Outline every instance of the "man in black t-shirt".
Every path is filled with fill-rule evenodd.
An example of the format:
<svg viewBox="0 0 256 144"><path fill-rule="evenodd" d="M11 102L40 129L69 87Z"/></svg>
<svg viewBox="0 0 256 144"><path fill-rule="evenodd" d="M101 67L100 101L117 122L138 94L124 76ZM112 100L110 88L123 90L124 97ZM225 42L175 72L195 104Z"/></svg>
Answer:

= = =

Given exercise:
Which lines of the rows above contain the string "rule"? Return each such line in full, treating uppercase and lowercase as different.

Response below:
Every path is filled with fill-rule evenodd.
<svg viewBox="0 0 256 144"><path fill-rule="evenodd" d="M11 102L40 129L69 87Z"/></svg>
<svg viewBox="0 0 256 144"><path fill-rule="evenodd" d="M101 67L100 101L117 122L138 94L124 76ZM112 100L110 88L123 90L124 97ZM225 42L175 72L195 104Z"/></svg>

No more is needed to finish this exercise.